* _Task instructions_: Rewrite the rows below from the line holding "point: black wok" through the end of the rows, inclusive, keeping every line and leaving the requests unchanged. Offset each coordinate in the answers by adding 128 to both numbers.

— START Provided records —

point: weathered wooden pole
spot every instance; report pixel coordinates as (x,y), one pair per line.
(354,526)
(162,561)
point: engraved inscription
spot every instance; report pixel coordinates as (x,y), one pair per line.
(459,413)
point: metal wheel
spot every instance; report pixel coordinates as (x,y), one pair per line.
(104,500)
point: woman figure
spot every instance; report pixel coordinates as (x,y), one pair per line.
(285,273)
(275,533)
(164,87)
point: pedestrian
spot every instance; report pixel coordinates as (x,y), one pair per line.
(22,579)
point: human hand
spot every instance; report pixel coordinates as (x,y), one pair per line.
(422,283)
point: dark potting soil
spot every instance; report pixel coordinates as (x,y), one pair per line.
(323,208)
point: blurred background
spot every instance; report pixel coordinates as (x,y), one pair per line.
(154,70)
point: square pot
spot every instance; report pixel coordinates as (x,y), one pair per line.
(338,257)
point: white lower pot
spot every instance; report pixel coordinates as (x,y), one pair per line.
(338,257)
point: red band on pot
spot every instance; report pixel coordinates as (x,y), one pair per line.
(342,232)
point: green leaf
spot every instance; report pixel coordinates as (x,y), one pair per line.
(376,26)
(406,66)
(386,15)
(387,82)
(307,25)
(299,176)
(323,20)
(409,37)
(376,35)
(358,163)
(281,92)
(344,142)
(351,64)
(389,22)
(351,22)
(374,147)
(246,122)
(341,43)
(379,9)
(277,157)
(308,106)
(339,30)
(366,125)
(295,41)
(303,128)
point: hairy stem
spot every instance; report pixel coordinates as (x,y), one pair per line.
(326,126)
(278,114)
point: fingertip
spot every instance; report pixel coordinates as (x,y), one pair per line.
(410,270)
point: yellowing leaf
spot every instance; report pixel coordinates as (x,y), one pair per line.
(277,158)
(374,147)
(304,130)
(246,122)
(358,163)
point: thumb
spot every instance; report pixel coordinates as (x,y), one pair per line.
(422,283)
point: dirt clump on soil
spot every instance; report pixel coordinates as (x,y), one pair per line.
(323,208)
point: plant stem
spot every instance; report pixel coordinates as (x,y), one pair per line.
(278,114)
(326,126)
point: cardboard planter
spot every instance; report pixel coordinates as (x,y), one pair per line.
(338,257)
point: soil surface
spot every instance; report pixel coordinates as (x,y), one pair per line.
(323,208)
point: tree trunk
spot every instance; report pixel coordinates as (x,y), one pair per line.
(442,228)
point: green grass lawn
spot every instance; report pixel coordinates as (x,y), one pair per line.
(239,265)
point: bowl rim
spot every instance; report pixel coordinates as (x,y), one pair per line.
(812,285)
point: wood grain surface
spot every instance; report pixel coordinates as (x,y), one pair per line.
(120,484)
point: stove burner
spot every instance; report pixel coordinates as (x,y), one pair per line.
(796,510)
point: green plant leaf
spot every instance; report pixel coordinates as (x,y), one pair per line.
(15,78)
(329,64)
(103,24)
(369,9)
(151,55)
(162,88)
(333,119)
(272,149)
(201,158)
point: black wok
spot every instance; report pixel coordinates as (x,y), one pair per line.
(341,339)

— END Provided records —

* _Solution for this exercise_:
point: black wok
spot every instance; report pixel coordinates as (x,y), one pair per line.
(469,467)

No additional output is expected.